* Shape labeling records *
----------------

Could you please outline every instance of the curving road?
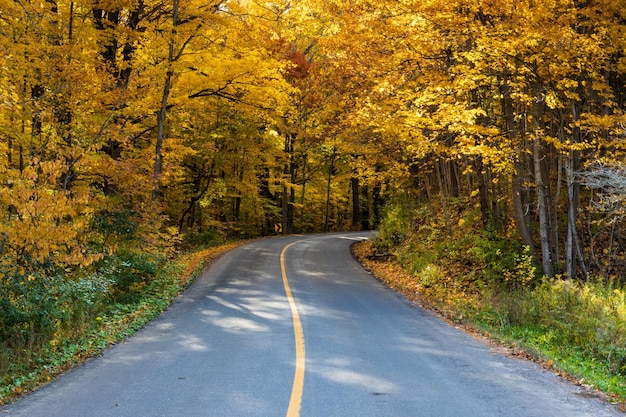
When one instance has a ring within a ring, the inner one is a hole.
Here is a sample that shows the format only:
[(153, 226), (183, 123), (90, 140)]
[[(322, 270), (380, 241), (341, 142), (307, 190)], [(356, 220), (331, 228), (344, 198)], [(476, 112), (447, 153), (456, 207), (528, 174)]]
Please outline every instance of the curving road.
[(236, 249), (135, 336), (2, 415), (622, 415), (374, 280), (349, 250), (368, 236)]

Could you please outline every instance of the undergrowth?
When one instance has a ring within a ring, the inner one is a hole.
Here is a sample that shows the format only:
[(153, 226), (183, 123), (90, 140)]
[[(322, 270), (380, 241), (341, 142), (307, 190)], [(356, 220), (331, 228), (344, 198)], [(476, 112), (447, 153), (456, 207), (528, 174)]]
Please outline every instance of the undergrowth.
[[(0, 404), (120, 342), (160, 314), (219, 254), (240, 243), (179, 255), (104, 258), (89, 275), (19, 277), (0, 305)], [(11, 302), (9, 302), (9, 300)]]
[(394, 205), (365, 261), (409, 298), (625, 404), (626, 289), (542, 277), (517, 238), (485, 231), (474, 209), (454, 212), (446, 228), (428, 209)]

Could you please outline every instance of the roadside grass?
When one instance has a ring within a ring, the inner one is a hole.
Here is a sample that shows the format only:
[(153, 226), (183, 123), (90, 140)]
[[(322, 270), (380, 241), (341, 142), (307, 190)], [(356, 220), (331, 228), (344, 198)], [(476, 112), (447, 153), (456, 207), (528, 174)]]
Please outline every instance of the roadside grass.
[[(0, 343), (0, 405), (36, 390), (131, 336), (164, 311), (208, 264), (241, 244), (209, 247), (175, 259), (141, 254), (125, 256), (122, 261), (110, 259), (104, 267), (117, 274), (118, 281), (109, 283), (106, 291), (96, 285), (89, 291), (79, 288), (85, 293), (72, 293), (78, 299), (63, 305), (63, 314), (53, 323), (54, 332), (48, 339), (12, 346)], [(85, 278), (77, 282), (92, 281)], [(117, 293), (112, 297), (114, 291)], [(87, 298), (89, 302), (85, 302)]]
[[(417, 215), (415, 215), (417, 213)], [(626, 289), (601, 279), (539, 276), (513, 240), (452, 231), (428, 213), (397, 210), (377, 237), (354, 247), (374, 276), (455, 325), (626, 408)]]

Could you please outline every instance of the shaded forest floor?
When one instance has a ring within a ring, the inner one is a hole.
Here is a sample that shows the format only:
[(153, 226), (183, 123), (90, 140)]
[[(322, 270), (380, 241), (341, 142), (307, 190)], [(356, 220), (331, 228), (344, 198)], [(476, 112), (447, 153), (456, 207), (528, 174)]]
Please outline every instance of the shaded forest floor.
[[(477, 314), (468, 314), (468, 303), (471, 304), (471, 296), (459, 294), (451, 288), (446, 295), (439, 290), (434, 290), (423, 285), (423, 282), (415, 274), (408, 272), (394, 257), (383, 256), (377, 253), (372, 241), (363, 241), (353, 245), (353, 254), (363, 267), (376, 279), (387, 287), (402, 294), (410, 301), (433, 312), (442, 320), (448, 322), (457, 329), (462, 329), (472, 337), (490, 346), (493, 351), (504, 355), (531, 360), (538, 363), (544, 369), (554, 372), (557, 376), (582, 386), (589, 396), (601, 398), (619, 407), (626, 412), (626, 396), (619, 389), (600, 389), (596, 384), (588, 382), (587, 378), (593, 379), (592, 374), (585, 372), (572, 372), (567, 365), (559, 366), (555, 359), (550, 358), (549, 349), (543, 351), (537, 346), (526, 344), (524, 338), (515, 338), (502, 326), (490, 326)], [(456, 303), (463, 298), (462, 303)], [(479, 311), (482, 306), (469, 306), (470, 310)], [(617, 392), (616, 392), (617, 391)]]

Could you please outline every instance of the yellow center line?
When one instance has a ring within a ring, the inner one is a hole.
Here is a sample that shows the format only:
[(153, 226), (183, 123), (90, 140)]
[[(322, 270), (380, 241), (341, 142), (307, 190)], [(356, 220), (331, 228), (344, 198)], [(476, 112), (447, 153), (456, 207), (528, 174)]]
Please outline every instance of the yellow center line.
[(302, 322), (300, 322), (300, 315), (298, 314), (298, 308), (296, 302), (291, 293), (289, 287), (289, 280), (287, 279), (287, 271), (285, 269), (285, 253), (287, 249), (298, 242), (293, 242), (285, 246), (280, 253), (280, 271), (283, 275), (283, 285), (285, 287), (285, 294), (289, 305), (291, 306), (291, 316), (293, 317), (293, 333), (296, 340), (296, 372), (293, 378), (293, 387), (291, 388), (291, 399), (289, 400), (289, 408), (287, 409), (286, 417), (298, 417), (300, 416), (300, 403), (302, 402), (302, 391), (304, 388), (304, 333), (302, 332)]

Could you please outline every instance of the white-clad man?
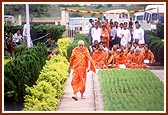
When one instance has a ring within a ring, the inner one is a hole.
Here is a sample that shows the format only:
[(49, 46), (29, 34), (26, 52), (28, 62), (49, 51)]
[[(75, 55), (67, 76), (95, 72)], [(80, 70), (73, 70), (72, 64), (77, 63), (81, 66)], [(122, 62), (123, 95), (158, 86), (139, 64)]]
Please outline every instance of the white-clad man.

----------------

* GOAL *
Duplicate all of the lines above without any changes, omitting the pictures from your answer.

* THE SOLUTION *
Could you please outline every instance of the curving road?
When one instance has a ring within a ring, the inner one is a hole.
Here is a sample that shows the format only:
[(153, 226), (183, 123), (90, 140)]
[[(322, 270), (380, 241), (341, 142), (307, 190)], [(356, 220), (331, 228), (344, 198)], [(476, 112), (447, 153), (456, 207), (528, 174)]]
Please outline every instance of the curving road.
[(236, 249), (135, 336), (2, 415), (622, 415), (374, 280), (349, 250), (368, 236)]

Could you please outline every instance of the undergrowth?
When one instance has a ring within a ring, the inner one is a hole.
Here is a sample that shows the format only:
[(153, 226), (183, 123), (90, 140)]
[[(322, 270), (380, 241), (341, 142), (307, 190)], [(356, 220), (331, 228), (344, 198)], [(476, 112), (447, 153), (456, 207), (528, 174)]]
Please outline every instance of the undergrowth.
[[(0, 404), (120, 342), (160, 314), (219, 254), (240, 243), (179, 255), (104, 258), (89, 275), (19, 277), (0, 305)], [(11, 302), (9, 302), (9, 300)]]
[(394, 205), (365, 261), (409, 298), (625, 404), (626, 289), (542, 277), (517, 238), (485, 231), (474, 209), (454, 212), (446, 228), (428, 209)]

Could you please outline every instance of the roadside grass?
When one instance has a ring within a ring, the inner one is a hole.
Here is a sample that shows the format only:
[(153, 226), (183, 123), (90, 140)]
[[(322, 270), (380, 241), (341, 142), (307, 190)], [(356, 220), (331, 228), (344, 198)], [(476, 112), (447, 153), (456, 207), (528, 174)]]
Please outline every instance of the roadside grass.
[[(0, 343), (0, 405), (36, 390), (131, 336), (164, 311), (208, 264), (241, 244), (209, 247), (175, 259), (141, 254), (125, 256), (122, 261), (110, 259), (104, 267), (117, 274), (118, 281), (109, 283), (106, 291), (96, 285), (89, 291), (79, 288), (85, 293), (72, 293), (78, 299), (63, 305), (63, 314), (53, 323), (54, 332), (48, 339), (12, 346)], [(85, 278), (77, 282), (92, 281)], [(117, 293), (112, 297), (114, 291)], [(87, 298), (89, 302), (85, 302)]]
[[(417, 215), (415, 215), (417, 213)], [(626, 289), (601, 279), (539, 276), (513, 240), (452, 231), (428, 213), (397, 210), (377, 237), (354, 247), (374, 276), (455, 325), (626, 408)]]

Could you please outline every instance of the shaded forest floor?
When one instance has a ring within a ring, the inner one is a hole.
Here is a sample that shows the format only:
[(153, 226), (183, 123), (90, 140)]
[[(322, 270), (380, 241), (341, 142), (307, 190)], [(356, 220), (331, 228), (344, 198)], [(476, 112), (447, 153), (456, 207), (528, 174)]]
Please outline every instance of the shaded forest floor.
[[(477, 314), (468, 314), (468, 303), (471, 304), (471, 296), (459, 294), (451, 288), (446, 295), (439, 290), (434, 290), (423, 285), (423, 282), (415, 274), (408, 272), (394, 257), (383, 256), (377, 253), (372, 241), (363, 241), (353, 245), (353, 254), (363, 267), (376, 279), (387, 287), (402, 294), (410, 301), (433, 312), (442, 320), (448, 322), (457, 329), (462, 329), (472, 337), (490, 346), (493, 351), (504, 355), (531, 360), (538, 363), (544, 369), (554, 372), (557, 376), (582, 386), (589, 396), (601, 398), (619, 407), (626, 412), (626, 396), (619, 389), (600, 389), (596, 384), (588, 382), (587, 378), (593, 379), (592, 374), (585, 372), (572, 372), (567, 365), (559, 366), (555, 359), (550, 358), (549, 349), (543, 351), (537, 346), (526, 344), (524, 338), (515, 338), (502, 326), (490, 326)], [(456, 303), (463, 298), (462, 303)], [(479, 311), (482, 306), (469, 306), (470, 310)], [(617, 392), (616, 392), (617, 391)]]

Could you please outline every instance of the yellow center line?
When one instance has a ring within a ring, the inner one is a hole.
Here is a sample that shows the format only:
[(153, 226), (183, 123), (90, 140)]
[[(322, 270), (380, 241), (341, 142), (307, 190)], [(356, 220), (331, 228), (344, 198)], [(476, 112), (447, 153), (456, 207), (528, 174)]]
Please outline every instance of the yellow center line.
[(302, 322), (300, 322), (300, 315), (298, 314), (298, 308), (296, 302), (291, 293), (289, 287), (289, 280), (287, 279), (287, 271), (285, 269), (285, 253), (287, 249), (298, 242), (293, 242), (285, 246), (280, 253), (280, 271), (283, 275), (283, 285), (285, 287), (285, 294), (289, 305), (291, 306), (291, 316), (293, 317), (293, 333), (296, 340), (296, 372), (293, 378), (293, 387), (291, 388), (291, 399), (289, 400), (289, 408), (287, 409), (286, 417), (298, 417), (300, 416), (300, 403), (302, 402), (302, 391), (304, 388), (304, 333), (302, 332)]

Could you please outline every instance of the white-clad man?
When one instance has a ring within a ring, the inner one is a hole.
Here is a sample that shows the format only:
[(49, 46), (29, 34), (26, 52), (28, 62), (49, 51)]
[[(75, 55), (67, 76), (95, 72)], [(80, 70), (73, 70), (72, 64), (77, 63), (81, 66)], [(122, 62), (123, 95), (158, 86), (139, 64)]]
Please outline every instance of the white-clad man.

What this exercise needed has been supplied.